*Gösterilen metin*.
Masanın üstünde cumhuriyet, altında ihanet

Aziz Şah – Geçenlerde TELE 1’de Can Ataklı’yı izliyorum…

Gazete manşetlerini okuyor…

Aydınlık’ın manşetinde TC Dışişleri’nin açıklaması…

-“GKRY dışındaki tüm ülkelerle işbirliğine hazırız”…

Can Ataklı, “Bu GKRY de ne?” diyor…

-“Münhasır ekonomik şeysi mi?”

Durup düşünüyor…

-“Haaaa! Güvenli bölge…”

Birkaç dakika duruyor…

Kulağına, “Güney Kıbrıs Rum Yönetimi” diyorlar…

-“Kardeşim, sabah sabah… Google değiliz ki!” diyor…

Beni tutuyor bir gülme…

GKRY diye diye…

45 yılı yediler, 46’ncı yıla girdik…

46 yıllık cehalet akıyor Türk aydınının paçalarından!

2011’e kadar Türkiye’nin tek dış politika sorunu vardı.

Adı da Kıbrıs sorunuydu…

1974’ten 2011’e Kıbrıs ve yanında da biraz Ege gerilimi dışında sorunları olmadı…

Bir de ondan öncesi var. 1955’ten beridir Kıbrıs Türkiye’nin gündeminde birinci sıradaki diplomasi meselesidir ama Türk aydını Kıbrıs’ı bilmiyor…

Hiçbir zaman da öğrenemeyecek!

[Nokta etiketleme veri kümesi alıntıları]
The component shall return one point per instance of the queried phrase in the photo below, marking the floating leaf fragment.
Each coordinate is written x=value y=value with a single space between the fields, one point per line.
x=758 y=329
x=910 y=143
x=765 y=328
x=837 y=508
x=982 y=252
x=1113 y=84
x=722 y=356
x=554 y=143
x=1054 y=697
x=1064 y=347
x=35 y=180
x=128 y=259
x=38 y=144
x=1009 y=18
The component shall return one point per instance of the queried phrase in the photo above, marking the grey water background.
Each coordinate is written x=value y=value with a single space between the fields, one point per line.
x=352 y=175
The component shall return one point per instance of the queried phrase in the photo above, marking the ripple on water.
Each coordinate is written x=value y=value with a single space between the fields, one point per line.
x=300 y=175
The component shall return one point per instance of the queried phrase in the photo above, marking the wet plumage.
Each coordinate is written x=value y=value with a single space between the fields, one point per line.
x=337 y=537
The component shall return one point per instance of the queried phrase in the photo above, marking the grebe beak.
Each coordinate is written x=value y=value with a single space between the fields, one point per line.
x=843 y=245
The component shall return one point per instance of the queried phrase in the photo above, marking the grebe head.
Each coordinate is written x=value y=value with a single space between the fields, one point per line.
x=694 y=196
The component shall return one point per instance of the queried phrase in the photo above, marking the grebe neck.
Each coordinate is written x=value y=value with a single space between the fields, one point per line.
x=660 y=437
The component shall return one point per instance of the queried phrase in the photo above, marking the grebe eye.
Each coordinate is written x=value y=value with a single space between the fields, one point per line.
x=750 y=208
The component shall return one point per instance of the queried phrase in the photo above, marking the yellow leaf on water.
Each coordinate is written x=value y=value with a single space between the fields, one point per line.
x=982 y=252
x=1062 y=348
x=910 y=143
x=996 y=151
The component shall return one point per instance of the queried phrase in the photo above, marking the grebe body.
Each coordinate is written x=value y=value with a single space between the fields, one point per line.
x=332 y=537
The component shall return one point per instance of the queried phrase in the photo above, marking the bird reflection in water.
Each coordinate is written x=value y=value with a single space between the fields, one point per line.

*Yapılacaklar*.
A: Kıbrıs yazısında “Bir de ondan öncesi var” sözleriyle başlayan paragrafı, ana bilgilerini koruyarak daha kısa biçimde yeniden yazınız.
B: Listede “reflection in water.” ifadesini içeren satırdan listenin sonuna kadarki satırları, iki uç da dahil ve boş satırlar hariç, numaralı bir liste olarak ifade ediniz.

*Alıştırma yanıtları*.
A: Kıbrıs, 1955'ten bu yana Türkiye'nin en önemli diplomasi meselesidir, ancak Türk aydını Kıbrıs'ı bilmiyor.

B:
1. The component shall return one point per instance of the queried phrase in the photo above, marking the bird reflection in water.
2. Each coordinate is written x=value y=value with a single space between the fields, one point per line.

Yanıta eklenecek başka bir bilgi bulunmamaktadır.